▶ _WHAT YOU NEED TO DO_: Pull out every line of the listing below that contains the word "wing", treating uppercase and lowercase letters as different.

▶ _ENTRIES PROVIDED_:
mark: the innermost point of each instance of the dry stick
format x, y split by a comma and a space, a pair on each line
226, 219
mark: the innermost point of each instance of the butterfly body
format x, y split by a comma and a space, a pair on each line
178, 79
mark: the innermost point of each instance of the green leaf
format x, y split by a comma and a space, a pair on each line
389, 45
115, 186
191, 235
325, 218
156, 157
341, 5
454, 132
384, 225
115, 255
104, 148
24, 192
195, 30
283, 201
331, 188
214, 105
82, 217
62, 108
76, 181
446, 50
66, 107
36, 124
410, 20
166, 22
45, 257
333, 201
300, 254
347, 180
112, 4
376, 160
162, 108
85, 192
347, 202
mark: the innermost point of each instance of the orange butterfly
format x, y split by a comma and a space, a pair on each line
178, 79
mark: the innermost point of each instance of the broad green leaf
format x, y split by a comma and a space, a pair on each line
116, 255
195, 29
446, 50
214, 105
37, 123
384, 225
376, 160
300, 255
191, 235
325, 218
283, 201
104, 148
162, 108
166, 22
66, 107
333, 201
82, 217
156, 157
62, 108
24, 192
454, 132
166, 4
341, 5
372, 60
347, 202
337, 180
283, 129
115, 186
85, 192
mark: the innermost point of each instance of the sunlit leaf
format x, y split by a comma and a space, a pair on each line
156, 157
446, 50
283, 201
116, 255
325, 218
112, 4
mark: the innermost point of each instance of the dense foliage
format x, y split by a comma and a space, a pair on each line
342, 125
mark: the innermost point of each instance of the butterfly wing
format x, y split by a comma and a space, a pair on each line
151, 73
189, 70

...

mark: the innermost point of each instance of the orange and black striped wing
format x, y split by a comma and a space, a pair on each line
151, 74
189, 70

▶ _PROBLEM SOLUTION_:
mark: the innermost point of each instance of the butterfly wing
mark: the innermost point of each instance of the orange and black striped wing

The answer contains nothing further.